**対象本文**
そんなNさん(54歳)が漢方で冷えのぼせを改善できた事例を通して、更年期の不調の改善方法をお伝えいたします。
1.更年期の冷えのぼせの原因
更年期やプレ更年期の不調は、卵巣の老化による女性ホルモンの減少や、ストレスが原因です。
ホルモンバランスの乱れによって、自律神経系のバランスが崩れて血行が悪くなり、冷えのぼせが引き起こされます。
漢方では、冷えのぼせは血(血液)や気(生命エネルギー)の滞りが原因と考えます。
血にはからだを温めるはたらきがあります。血が滞ると、余計な熱を生じてほてりやのぼせになる一方で、手足には十分に血が巡らないため、冷えてしまいます。
また、気の巡りが悪くなると、ほてりやのぼせの原因となる熱を生じると同時に、血の巡りも悪くするため、手足に冷えを生じてしまいます。
女性は月経の度に血を消耗するため、更年期になると血が不足し、血から栄養を与えられる気の量や巡りが悪くなるため注意が必要です。
2.冷えのぼせでぐっすり眠れず体調悪化、義父の介護で病院に行く時間もなく、夫と大げんか
54歳女性Nさんのエピソードをご紹介します。
Nさんは専業主婦でご主人と義父の三人暮らし。
二人の息子さんはすでに独立されています。
閉経して2年ほど経った頃から、夏でも足先が冷えて眠れない、手足は冷えるのに顔はほてりがあってぼーっとするというような冷えのぼせの症状に悩まされるようになったそうです。
もともとの冷え性もひどくなって、寒くてスカートなんて着れないし、秋冬はカイロが手放せない、だけど夏場は顔がカーッとあつくなってのぼせる・・・体調がすぐれないせいか、気分もふさぎがちの毎日を過ごしていたそうです。
「冷えたりのぼせたりで体調が悪く、ぐっすり眠れないせいか日中もぼんやりすることが多くなってきました。でも、同居している夫の父親が認知症なので、ちょっと横になって休むなんてとてもできませんし、義父から目が離せず気が休まる時がありません。義父をおいて病院に行くこともできず、体調は悪化の一途・・・『冷えたりほてったり、いったい私のからだはどうなってしまったんだろう』と不安で精神的にも追い詰められてしまいました。
体力的にも精神的にも限界を感じて、週1回だけでもヘルパーさんを頼めないかと夫に相談したのですが、『家の中に他人が入ってくるのは嫌だ!』と一蹴されてカチーン!!『こんなにつらいのに、毎日一人で介護を頑張って、私だけがどうして我慢をしなきゃいけないの?!』と大げんかになってしまいました」
その後、何度もご夫婦で話し合い、結果的にはご主人が『週1回なら』と了解してヘルパーさんに来てもらうようになったそうです。
一人の時間ができてすぐに病院を受診したところ、更年期障害ではないかと言われたとのことでした。

**作業指示 1**
本文に基づき、次の問いに答えてください。
(a) 漢方では、冷えのぼせの原因を何の滞りと考えますか。
(b) Nさんが冷えのぼせの症状に悩まされるようになったのは、いつ頃からですか。
(c) ヘルパーについて何度も話し合った結果、ご主人はどう応じましたか。
**作業指示 2**
本文のうち「もともとの冷え性も」で始まる段落を、主な内容を残して箇条書きに書き直してください。

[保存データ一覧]
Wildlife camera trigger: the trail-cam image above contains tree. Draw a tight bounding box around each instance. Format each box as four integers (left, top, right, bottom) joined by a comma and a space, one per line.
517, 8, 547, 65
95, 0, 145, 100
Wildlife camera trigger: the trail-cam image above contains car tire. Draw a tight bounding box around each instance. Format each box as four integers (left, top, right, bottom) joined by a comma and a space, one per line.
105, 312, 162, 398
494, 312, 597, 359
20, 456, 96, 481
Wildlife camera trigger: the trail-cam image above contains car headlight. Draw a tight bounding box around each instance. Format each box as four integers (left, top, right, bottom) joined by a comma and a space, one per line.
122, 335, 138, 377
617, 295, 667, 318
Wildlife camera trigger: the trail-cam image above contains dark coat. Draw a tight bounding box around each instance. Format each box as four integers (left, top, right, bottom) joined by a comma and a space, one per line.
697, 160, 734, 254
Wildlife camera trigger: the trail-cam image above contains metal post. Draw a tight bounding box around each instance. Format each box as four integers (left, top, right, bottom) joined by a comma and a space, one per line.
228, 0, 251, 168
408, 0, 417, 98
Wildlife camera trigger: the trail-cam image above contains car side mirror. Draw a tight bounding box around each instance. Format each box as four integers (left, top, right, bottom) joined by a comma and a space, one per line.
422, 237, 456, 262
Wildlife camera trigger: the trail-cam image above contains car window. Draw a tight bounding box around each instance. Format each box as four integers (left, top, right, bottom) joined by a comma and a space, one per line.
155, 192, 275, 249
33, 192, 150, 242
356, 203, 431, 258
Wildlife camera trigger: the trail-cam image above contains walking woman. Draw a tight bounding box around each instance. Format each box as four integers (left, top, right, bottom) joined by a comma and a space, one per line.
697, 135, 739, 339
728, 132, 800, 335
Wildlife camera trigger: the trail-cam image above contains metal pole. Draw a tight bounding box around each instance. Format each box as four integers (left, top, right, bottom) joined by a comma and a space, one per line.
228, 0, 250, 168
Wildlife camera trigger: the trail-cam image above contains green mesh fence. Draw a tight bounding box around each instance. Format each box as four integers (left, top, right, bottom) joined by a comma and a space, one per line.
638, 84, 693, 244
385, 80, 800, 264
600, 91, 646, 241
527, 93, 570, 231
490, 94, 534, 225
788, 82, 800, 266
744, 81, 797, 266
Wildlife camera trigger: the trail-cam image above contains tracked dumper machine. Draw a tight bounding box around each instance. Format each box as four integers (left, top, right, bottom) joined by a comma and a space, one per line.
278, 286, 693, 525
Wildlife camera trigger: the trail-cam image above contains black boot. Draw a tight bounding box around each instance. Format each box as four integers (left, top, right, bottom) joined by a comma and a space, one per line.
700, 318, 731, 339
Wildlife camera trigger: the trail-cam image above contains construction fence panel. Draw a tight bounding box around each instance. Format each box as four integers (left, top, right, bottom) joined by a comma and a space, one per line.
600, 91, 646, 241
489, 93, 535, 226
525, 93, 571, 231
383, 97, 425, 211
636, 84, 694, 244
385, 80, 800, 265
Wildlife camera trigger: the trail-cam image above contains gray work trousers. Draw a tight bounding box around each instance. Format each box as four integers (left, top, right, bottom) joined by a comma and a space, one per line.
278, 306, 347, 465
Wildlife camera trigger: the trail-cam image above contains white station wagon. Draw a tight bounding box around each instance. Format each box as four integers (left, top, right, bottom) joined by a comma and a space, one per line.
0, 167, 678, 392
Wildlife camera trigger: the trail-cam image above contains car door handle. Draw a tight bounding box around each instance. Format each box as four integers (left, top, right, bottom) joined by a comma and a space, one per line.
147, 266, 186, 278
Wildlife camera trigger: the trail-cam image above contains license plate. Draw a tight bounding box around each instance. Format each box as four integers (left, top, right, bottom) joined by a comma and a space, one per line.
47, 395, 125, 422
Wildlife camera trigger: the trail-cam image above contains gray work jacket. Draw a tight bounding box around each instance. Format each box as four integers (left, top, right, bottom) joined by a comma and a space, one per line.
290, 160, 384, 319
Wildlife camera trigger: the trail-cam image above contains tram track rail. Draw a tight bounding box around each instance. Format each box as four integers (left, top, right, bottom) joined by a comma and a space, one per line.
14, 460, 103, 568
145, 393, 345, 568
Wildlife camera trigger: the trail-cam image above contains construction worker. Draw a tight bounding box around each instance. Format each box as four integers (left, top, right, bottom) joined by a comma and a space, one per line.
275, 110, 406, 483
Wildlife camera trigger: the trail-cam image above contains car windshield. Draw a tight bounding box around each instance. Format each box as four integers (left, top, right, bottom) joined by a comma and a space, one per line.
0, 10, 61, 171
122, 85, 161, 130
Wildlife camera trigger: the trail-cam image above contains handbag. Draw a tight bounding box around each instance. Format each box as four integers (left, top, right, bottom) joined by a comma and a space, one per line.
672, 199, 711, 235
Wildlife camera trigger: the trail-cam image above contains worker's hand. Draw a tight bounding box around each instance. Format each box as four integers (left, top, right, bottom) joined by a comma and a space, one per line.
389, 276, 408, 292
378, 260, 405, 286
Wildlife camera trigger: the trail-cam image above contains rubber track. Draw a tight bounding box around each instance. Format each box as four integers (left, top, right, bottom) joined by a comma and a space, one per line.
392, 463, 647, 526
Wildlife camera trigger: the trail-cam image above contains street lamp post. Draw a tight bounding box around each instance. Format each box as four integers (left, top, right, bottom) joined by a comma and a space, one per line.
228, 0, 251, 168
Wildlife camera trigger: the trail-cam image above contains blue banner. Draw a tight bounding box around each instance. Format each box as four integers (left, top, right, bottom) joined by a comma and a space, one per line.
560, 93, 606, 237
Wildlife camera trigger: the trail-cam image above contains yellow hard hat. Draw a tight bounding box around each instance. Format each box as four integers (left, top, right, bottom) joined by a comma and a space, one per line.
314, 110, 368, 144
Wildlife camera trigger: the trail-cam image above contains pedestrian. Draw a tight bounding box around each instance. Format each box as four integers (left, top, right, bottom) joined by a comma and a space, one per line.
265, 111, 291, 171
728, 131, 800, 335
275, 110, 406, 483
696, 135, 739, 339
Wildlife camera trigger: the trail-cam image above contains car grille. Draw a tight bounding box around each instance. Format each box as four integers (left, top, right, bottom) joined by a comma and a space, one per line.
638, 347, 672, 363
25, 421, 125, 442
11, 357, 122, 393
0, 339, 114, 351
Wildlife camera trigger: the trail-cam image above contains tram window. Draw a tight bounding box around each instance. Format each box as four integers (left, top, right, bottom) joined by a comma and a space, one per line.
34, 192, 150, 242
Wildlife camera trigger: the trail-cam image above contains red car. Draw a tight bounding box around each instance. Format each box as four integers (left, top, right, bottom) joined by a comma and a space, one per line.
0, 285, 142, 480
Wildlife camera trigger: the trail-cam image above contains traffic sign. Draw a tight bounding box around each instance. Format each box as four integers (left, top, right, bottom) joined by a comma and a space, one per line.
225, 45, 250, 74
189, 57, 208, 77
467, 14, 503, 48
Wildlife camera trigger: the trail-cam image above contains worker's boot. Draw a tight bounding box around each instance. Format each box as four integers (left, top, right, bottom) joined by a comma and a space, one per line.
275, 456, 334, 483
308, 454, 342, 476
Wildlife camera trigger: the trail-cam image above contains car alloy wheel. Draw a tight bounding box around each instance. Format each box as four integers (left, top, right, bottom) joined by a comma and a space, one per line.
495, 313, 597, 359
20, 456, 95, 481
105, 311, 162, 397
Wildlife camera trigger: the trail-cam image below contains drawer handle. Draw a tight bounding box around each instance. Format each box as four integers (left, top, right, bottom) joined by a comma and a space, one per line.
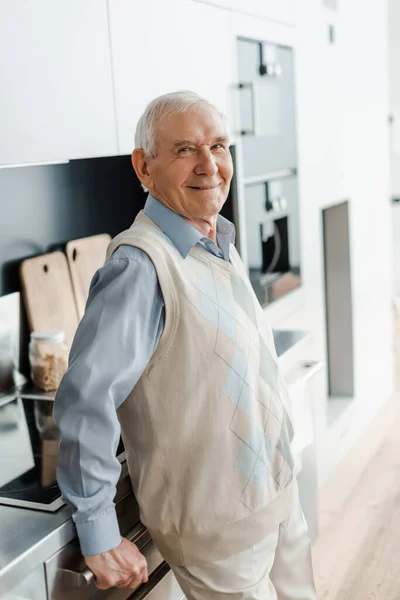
57, 523, 151, 588
129, 563, 171, 600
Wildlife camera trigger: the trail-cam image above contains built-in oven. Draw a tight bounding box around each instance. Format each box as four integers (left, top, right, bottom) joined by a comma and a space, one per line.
236, 38, 301, 306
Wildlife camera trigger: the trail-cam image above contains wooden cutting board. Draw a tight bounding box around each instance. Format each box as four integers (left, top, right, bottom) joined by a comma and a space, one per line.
20, 252, 79, 344
67, 233, 111, 319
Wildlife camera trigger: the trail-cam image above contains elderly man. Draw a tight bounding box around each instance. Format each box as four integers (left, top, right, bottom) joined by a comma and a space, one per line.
55, 92, 316, 600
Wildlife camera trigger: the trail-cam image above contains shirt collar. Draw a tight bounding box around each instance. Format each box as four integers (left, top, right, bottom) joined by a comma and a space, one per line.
143, 194, 235, 260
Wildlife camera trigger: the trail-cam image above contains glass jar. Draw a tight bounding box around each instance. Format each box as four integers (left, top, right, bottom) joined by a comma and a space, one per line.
29, 331, 69, 392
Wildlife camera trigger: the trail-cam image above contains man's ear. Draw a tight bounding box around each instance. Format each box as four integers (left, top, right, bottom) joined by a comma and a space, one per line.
132, 148, 153, 189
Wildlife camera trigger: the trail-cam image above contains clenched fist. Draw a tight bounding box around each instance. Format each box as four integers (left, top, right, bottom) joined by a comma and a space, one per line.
85, 538, 149, 590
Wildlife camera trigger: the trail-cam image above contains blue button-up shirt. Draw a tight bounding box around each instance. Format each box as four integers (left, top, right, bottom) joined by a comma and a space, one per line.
54, 195, 235, 556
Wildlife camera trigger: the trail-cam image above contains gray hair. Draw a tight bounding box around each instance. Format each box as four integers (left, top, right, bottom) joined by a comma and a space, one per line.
135, 90, 226, 158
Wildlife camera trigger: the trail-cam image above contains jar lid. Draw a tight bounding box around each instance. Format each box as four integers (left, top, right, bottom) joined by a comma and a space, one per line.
31, 330, 65, 344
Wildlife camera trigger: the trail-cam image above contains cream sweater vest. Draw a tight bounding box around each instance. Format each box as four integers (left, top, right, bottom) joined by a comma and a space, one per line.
107, 211, 297, 565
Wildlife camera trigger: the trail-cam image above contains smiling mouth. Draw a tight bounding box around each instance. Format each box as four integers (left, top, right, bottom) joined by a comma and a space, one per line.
188, 183, 220, 191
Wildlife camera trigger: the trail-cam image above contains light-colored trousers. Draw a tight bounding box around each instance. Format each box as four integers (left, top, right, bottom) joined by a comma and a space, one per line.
172, 501, 317, 600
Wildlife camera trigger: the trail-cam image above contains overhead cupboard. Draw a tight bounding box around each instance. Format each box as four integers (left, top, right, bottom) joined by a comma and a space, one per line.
0, 0, 117, 165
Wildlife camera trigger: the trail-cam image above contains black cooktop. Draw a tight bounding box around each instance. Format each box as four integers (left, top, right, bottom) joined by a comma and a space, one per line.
0, 398, 124, 512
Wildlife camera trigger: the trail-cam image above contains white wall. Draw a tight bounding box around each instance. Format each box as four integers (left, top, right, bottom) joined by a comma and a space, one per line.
0, 0, 394, 486
388, 0, 400, 300
278, 0, 393, 480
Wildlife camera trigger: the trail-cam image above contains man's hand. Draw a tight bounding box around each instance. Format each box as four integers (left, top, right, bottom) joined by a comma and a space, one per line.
85, 538, 149, 590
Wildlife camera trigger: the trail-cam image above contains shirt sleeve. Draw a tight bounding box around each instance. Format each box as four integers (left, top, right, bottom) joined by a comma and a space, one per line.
54, 246, 165, 556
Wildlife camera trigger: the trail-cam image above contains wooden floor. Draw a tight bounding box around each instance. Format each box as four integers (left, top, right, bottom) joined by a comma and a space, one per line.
313, 318, 400, 600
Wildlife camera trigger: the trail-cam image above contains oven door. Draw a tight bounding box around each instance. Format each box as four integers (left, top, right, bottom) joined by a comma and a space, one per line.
45, 522, 183, 600
237, 39, 297, 179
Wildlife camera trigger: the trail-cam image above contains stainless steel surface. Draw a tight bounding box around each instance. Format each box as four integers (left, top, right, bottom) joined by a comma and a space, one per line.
1, 565, 47, 600
237, 38, 297, 178
45, 516, 164, 600
0, 463, 134, 598
272, 329, 307, 357
132, 563, 172, 600
58, 523, 152, 587
0, 292, 21, 400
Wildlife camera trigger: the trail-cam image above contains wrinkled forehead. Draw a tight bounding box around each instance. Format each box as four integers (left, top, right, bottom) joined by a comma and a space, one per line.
156, 104, 228, 151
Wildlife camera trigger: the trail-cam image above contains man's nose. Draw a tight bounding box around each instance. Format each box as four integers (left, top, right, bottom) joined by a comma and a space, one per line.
194, 148, 218, 176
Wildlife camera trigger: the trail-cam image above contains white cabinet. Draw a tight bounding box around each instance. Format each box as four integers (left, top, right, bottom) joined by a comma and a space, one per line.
286, 361, 326, 542
189, 0, 295, 24
109, 0, 236, 154
231, 0, 295, 24
0, 0, 117, 164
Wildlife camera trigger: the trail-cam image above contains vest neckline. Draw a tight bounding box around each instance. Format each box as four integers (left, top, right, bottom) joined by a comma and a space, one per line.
135, 210, 237, 275
189, 243, 237, 275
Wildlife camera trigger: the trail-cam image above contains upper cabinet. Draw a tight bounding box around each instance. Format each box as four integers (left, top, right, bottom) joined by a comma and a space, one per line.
0, 0, 117, 164
109, 0, 236, 154
189, 0, 295, 25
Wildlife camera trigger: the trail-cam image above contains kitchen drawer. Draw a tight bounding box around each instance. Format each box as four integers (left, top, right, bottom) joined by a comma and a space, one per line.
130, 563, 185, 600
45, 522, 162, 600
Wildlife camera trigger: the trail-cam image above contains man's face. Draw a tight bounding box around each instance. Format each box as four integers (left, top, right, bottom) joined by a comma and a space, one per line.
141, 104, 233, 219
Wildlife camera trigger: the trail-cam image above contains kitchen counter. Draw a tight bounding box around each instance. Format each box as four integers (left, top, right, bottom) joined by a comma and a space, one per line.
0, 330, 308, 598
0, 457, 139, 598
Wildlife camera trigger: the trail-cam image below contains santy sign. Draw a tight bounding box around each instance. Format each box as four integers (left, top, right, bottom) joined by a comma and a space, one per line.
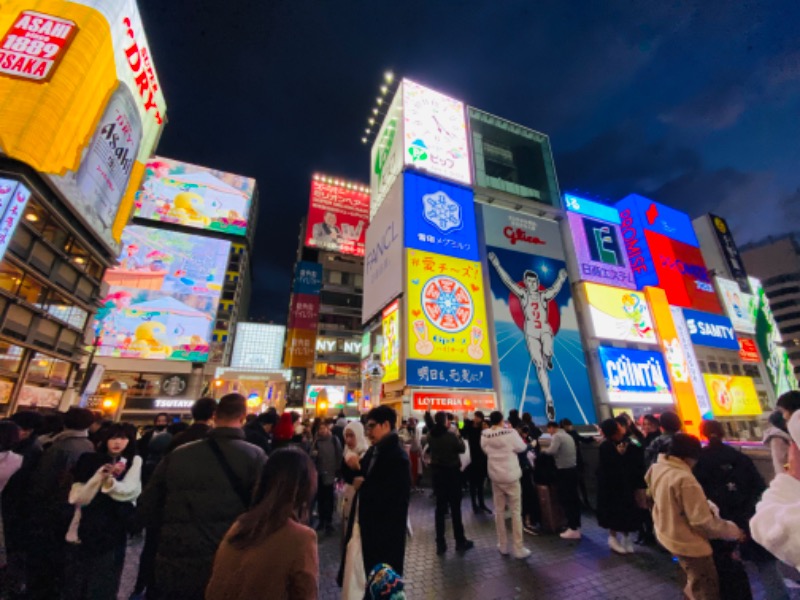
413, 391, 496, 412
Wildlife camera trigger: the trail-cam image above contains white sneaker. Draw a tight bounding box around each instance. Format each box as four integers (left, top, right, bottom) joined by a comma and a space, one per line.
608, 535, 628, 554
622, 534, 635, 554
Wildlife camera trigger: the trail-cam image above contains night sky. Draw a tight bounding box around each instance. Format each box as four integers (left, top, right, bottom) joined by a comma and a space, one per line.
139, 0, 800, 322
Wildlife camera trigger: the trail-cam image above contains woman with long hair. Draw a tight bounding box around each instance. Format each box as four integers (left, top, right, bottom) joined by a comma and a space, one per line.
206, 448, 319, 600
65, 423, 142, 600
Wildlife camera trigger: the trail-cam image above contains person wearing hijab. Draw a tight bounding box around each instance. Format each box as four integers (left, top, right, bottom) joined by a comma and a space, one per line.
339, 421, 369, 600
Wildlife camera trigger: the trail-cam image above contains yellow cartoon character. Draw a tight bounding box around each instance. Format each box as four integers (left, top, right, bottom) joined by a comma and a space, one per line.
167, 192, 211, 227
129, 321, 172, 358
622, 294, 653, 338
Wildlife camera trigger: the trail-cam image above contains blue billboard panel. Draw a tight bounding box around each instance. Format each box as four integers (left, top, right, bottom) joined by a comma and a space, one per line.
597, 346, 672, 404
403, 171, 478, 260
481, 205, 597, 425
406, 359, 493, 390
292, 260, 322, 294
616, 194, 700, 248
683, 308, 739, 352
564, 194, 620, 225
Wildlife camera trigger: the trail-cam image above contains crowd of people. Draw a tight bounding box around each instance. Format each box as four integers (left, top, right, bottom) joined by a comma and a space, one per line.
0, 392, 800, 600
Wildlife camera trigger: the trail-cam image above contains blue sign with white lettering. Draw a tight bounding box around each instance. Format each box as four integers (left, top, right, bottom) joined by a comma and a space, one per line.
564, 194, 620, 225
683, 308, 739, 352
597, 346, 672, 403
406, 359, 493, 390
292, 261, 322, 294
403, 171, 479, 260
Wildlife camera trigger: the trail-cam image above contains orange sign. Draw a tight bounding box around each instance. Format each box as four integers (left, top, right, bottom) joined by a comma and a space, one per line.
739, 337, 761, 363
413, 391, 497, 412
644, 287, 702, 435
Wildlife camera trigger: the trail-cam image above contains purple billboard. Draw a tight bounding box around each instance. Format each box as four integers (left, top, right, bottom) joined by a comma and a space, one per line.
567, 212, 636, 290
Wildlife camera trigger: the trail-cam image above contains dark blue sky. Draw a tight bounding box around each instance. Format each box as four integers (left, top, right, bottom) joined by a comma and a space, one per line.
139, 0, 800, 321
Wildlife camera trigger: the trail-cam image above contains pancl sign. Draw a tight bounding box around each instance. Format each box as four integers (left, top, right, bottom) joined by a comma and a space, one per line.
683, 308, 739, 352
403, 172, 479, 260
597, 346, 672, 404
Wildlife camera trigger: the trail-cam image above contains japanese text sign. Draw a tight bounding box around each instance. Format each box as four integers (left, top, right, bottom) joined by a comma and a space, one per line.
403, 172, 478, 260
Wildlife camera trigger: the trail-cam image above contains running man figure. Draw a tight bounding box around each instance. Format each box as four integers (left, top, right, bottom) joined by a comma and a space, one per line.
489, 252, 567, 421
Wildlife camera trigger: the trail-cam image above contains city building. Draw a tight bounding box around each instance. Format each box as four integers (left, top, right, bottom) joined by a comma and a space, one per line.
362, 79, 797, 439
0, 2, 166, 414
284, 174, 369, 414
93, 157, 263, 420
741, 233, 800, 376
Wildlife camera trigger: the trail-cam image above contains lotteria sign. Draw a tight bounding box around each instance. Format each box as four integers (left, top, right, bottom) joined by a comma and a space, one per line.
597, 346, 672, 404
683, 308, 739, 352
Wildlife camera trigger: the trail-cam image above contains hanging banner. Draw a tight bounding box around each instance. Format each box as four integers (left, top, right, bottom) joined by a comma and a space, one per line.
406, 250, 492, 388
481, 205, 597, 425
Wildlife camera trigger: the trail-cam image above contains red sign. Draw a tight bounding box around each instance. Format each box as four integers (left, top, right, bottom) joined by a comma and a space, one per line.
288, 294, 319, 331
0, 10, 78, 81
739, 337, 761, 363
414, 392, 496, 412
644, 230, 722, 315
306, 181, 369, 256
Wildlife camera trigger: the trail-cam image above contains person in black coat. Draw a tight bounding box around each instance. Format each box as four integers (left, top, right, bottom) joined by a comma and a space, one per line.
597, 419, 646, 554
345, 406, 411, 575
693, 421, 789, 600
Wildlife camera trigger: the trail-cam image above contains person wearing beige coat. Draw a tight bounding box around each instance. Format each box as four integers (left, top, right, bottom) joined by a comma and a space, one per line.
645, 433, 744, 600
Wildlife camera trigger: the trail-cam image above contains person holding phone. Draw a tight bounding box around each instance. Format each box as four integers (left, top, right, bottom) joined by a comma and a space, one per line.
64, 423, 142, 600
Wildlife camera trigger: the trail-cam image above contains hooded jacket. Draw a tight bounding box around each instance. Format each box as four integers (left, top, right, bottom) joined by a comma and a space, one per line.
481, 427, 528, 483
763, 425, 792, 475
645, 454, 739, 557
750, 411, 800, 568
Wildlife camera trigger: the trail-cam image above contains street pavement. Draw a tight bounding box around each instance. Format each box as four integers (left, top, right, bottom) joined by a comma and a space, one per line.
119, 490, 800, 600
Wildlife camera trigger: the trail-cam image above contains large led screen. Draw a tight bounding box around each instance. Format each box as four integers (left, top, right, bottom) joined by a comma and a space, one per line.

**解答 1**
(a) 血(血液)や気(生命エネルギー)の滞りです。
(b) 閉経して2年ほど経った頃からです。
(c) 「週1回なら」と了解し、ヘルパーさんに来てもらうようになりました。

**解答 2**
- もともとの冷え性がひどくなった
- 寒くてスカートが着られず、秋冬はカイロが手放せない
- 夏場は顔が熱くなってのぼせる
- 体調がすぐれないせいか、気分がふさぎがちな毎日を過ごしていた